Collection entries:
⟨

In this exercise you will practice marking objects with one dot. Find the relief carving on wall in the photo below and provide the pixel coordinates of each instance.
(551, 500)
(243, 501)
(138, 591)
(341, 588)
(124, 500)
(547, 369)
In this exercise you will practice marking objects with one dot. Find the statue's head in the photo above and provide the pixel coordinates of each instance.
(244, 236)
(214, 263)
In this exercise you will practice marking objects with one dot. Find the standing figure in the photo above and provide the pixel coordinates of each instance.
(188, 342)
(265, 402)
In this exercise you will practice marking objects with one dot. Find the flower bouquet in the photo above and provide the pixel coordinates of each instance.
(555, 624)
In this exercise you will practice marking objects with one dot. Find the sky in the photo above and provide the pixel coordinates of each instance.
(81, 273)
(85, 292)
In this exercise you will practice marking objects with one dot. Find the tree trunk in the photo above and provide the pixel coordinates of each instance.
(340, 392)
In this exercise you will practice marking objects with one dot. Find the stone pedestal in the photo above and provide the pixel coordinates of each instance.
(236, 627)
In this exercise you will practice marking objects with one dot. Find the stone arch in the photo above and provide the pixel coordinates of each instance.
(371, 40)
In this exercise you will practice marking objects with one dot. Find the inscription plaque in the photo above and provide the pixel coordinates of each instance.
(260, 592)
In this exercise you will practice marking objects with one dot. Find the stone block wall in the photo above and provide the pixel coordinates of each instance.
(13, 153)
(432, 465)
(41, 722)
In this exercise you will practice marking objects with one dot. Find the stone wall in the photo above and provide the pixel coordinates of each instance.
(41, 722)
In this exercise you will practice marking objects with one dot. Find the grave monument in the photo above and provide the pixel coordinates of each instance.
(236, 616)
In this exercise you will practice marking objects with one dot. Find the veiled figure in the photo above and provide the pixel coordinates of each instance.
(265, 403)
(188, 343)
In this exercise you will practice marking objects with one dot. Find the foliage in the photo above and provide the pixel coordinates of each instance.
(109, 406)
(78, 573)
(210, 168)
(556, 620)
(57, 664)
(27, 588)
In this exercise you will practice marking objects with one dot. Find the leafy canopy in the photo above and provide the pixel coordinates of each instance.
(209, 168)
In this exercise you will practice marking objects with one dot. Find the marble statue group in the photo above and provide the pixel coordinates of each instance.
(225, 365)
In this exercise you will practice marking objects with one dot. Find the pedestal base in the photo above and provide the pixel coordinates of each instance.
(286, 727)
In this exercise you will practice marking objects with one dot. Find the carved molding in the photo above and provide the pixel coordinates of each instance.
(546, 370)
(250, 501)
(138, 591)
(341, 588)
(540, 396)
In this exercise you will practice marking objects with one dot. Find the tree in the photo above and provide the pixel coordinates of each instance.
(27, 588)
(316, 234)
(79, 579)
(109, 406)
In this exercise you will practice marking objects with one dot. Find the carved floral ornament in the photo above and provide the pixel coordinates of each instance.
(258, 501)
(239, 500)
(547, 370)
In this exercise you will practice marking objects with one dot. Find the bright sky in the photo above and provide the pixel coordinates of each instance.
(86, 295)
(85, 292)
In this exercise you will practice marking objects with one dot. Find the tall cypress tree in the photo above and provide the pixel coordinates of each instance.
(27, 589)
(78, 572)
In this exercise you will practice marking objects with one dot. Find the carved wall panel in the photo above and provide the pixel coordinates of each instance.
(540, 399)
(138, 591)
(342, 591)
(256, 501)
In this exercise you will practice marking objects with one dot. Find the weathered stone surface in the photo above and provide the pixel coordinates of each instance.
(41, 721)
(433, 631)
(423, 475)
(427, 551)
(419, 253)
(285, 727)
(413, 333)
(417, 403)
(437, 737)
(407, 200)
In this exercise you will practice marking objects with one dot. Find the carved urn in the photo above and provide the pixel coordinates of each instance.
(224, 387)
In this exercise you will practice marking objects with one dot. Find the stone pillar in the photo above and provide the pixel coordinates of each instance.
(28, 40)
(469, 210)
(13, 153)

⟩

• **Work to complete**:
Quote each line of the listing above exactly.

• **Result below**:
In this exercise you will practice marking objects with one dot. Find the relief carving on wall in the photo below and provide the pixel coordinates of each instance.
(551, 500)
(243, 501)
(138, 591)
(341, 588)
(124, 500)
(547, 369)
In this exercise you will practice marking objects with one dot. Find the statue's head in the photo above and provide the pixel coordinates of each instance.
(244, 236)
(214, 263)
In this exercise you will practice marking objects with one dot. Find the standing figure in the photo above and provide the pixel coordinates of each instance.
(188, 342)
(265, 402)
In this exercise you will practice marking objects with one dot. Find the flower bouquet in the photo above and provide the pixel coordinates of each instance.
(555, 624)
In this exercise you will practice marking objects with one dot. Find the sky in the photo above and provide the pixel coordinates of each instance.
(81, 273)
(85, 292)
In this exercise you will practice marking objects with one dot. Find the tree trunk in the photo above and provide the pixel coordinates of each instance.
(340, 392)
In this exercise you will practice marking objects with one dot. Find the stone pedestal in the photo above and provide the pixel coordinates of each instance.
(236, 627)
In this exercise you will practice marking objects with one dot. Find the stone arch in the photo above and provide the pixel coordinates of each instance.
(371, 40)
In this exercise you will practice marking objects with one dot. Find the inscription plaque in the photo above and provide the pixel coordinates of each instance.
(260, 592)
In this exercise you will practice marking objects with one dot. Find the stone block wall in the photo above and provide the pixel coordinates of each instance.
(13, 153)
(432, 465)
(41, 722)
In this exercise you will practice marking objects with one dot. Find the stone wall in the photo above and provide the pixel coordinates of each instance.
(41, 722)
In this exercise you will practice marking objects with one dot. Find the grave monument in the photo above and provide the pixel coordinates of each instance.
(236, 616)
In this exercise you will practice marking objects with one dot. Find the veiled figure in the photo above and provide the pixel coordinates of each instance.
(265, 403)
(188, 343)
In this exercise you will practice marking objects with one dot. Find the foliage in the photo above and provide the pixel coordinates of each instance.
(109, 406)
(78, 573)
(210, 168)
(556, 620)
(57, 664)
(27, 588)
In this exercise you will practice marking objects with one dot. Find the leafy canopy in the photo above and provide the pixel coordinates of each instance.
(209, 168)
In this exercise you will practice marking objects with one dot. Find the marble statue group in the photo above and provide the pixel coordinates of each instance.
(225, 365)
In this exercise you will practice marking objects with one dot. Find the pedestal base in the photo above and provide the pixel coordinates of each instance.
(286, 727)
In this exercise you will practice marking objects with one dot. Find the carved molding in the photo above and provide the pixel coordinates of each instance.
(546, 370)
(250, 501)
(138, 591)
(341, 588)
(540, 396)
In this exercise you will practice marking objects with one dot. Find the tree in the photo above and provide the pixel coordinates of each instance.
(27, 588)
(316, 234)
(79, 579)
(109, 406)
In this exercise you will practice marking objects with one dot. Find the carved floral ornament in the photo above and provide the pixel coordinates of each instance.
(258, 501)
(239, 500)
(547, 370)
In this exercise you will practice marking objects with one dot. Find the bright sky in the photo above and provide the pixel coordinates of each instance.
(86, 295)
(85, 292)
In this exercise you will practice marking objects with one dot. Find the tall cypress tree in the photo above and provide the pixel coordinates of each instance.
(27, 589)
(78, 572)
In this exercise you will practice marking objects with one dot. Find the carved wall panel in the photo above and provide the pixel coordinates of each instance.
(540, 399)
(138, 591)
(342, 591)
(256, 501)
In this exercise you will practice marking objects with one dot. Find the weathered stone surface in the photo above and provide the pixel coordinates of each instance.
(41, 721)
(433, 631)
(423, 475)
(427, 551)
(419, 253)
(285, 727)
(413, 333)
(417, 403)
(437, 737)
(407, 200)
In this exercise you will practice marking objects with one dot. Find the carved urn in the photo above and provide the pixel coordinates of each instance.
(224, 387)
In this exercise you will practice marking objects with one dot. Find the stone pillar in the photo above and provide the pixel coordinates of each instance.
(28, 40)
(469, 210)
(13, 153)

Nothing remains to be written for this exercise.